### Prompt:
Below are some records; return each one exactly as written.

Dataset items
########################################

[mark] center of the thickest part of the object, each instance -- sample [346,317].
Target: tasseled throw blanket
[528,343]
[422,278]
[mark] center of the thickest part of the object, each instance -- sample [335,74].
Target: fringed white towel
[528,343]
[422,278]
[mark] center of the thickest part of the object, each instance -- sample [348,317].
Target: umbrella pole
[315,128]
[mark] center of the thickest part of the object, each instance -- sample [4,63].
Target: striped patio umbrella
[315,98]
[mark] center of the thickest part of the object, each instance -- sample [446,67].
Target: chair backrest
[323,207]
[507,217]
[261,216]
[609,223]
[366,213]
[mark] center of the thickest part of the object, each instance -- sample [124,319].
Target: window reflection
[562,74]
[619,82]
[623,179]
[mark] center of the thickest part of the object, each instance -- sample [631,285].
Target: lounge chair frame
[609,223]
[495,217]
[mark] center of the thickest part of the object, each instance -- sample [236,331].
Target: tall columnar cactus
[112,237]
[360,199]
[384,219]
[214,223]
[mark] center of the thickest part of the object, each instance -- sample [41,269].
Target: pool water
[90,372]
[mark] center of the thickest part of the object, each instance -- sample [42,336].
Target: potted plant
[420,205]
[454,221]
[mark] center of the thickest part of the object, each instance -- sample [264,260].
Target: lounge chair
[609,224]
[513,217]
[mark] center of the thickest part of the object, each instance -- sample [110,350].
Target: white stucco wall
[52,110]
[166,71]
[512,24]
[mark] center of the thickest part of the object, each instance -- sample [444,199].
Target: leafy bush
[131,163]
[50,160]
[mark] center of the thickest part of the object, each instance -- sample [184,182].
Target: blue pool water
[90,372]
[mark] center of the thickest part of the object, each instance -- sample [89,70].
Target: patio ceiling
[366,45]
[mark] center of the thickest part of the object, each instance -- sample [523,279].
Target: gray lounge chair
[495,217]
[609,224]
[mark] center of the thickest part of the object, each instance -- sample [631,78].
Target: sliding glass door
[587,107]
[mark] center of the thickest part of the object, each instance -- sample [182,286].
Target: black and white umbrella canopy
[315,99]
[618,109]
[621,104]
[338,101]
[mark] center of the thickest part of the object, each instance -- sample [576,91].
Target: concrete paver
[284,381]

########################################

### Written reply:
[mark] center of the thickest part of the object, each instance -- sample [346,317].
Target: tasseled throw blanket
[528,343]
[422,278]
[mark] center of the thickest part of the object, each instance -- sample [335,74].
Target: fringed white towel
[528,343]
[422,278]
[mark] center of the thickest part of the object, each instance -- sample [348,317].
Target: umbrella pole
[315,128]
[mark] center of the thickest part of the object, each instance -- sample [4,63].
Target: striped patio umbrella
[315,98]
[mark] center of the thickest part of the object, each instance -- sample [446,67].
Target: chair backrest
[323,207]
[507,217]
[261,216]
[609,223]
[366,213]
[mark] center of the thickest part of the object, each instance -- sample [124,319].
Target: window reflection
[562,74]
[619,82]
[623,179]
[mark] center of the thickest part of the object, each instance -- sample [631,285].
Target: lounge chair frame
[609,223]
[495,217]
[mark] center of the thickest part of the object, each instance -- sample [236,331].
Target: tall columnar cactus
[112,237]
[360,199]
[384,219]
[214,223]
[mark] center of the thickest part of the object, each instance -- sample [41,269].
Target: pool water
[90,372]
[mark] center of the thickest part of the object, each instance -- sample [42,336].
Target: potted plant
[420,205]
[454,221]
[mark] center of the thickest part of the object, each instance -- sample [264,260].
Target: lounge chair
[609,224]
[513,217]
[mark] center of the thickest part of the object, each instance -- sample [110,350].
Target: white stucco wall
[52,110]
[166,71]
[512,24]
[mark] center of the thickest part of the object, each instance -- sample [444,199].
Target: leafy bush
[131,163]
[50,160]
[mark] center of the thickest part of the object, each instance -- sample [184,182].
Target: blue pool water
[90,372]
[mark] center of the thickest part of the object, each instance -- sample [89,70].
Target: patio ceiling
[366,45]
[mark] center of the thickest part of the object, each instance -- sample [523,279].
Target: gray lounge chair
[495,217]
[609,224]
[mark] center of the thickest part of the object, each instance -- sample [631,78].
Target: sliding glass door
[587,107]
[mark] center of the thickest part of the object, each instance -- sample [182,286].
Target: black and white umbrella canopy
[315,99]
[618,109]
[621,104]
[338,101]
[mark] center of the thickest part of the object, each instance -- sample [576,91].
Target: concrete paver
[284,381]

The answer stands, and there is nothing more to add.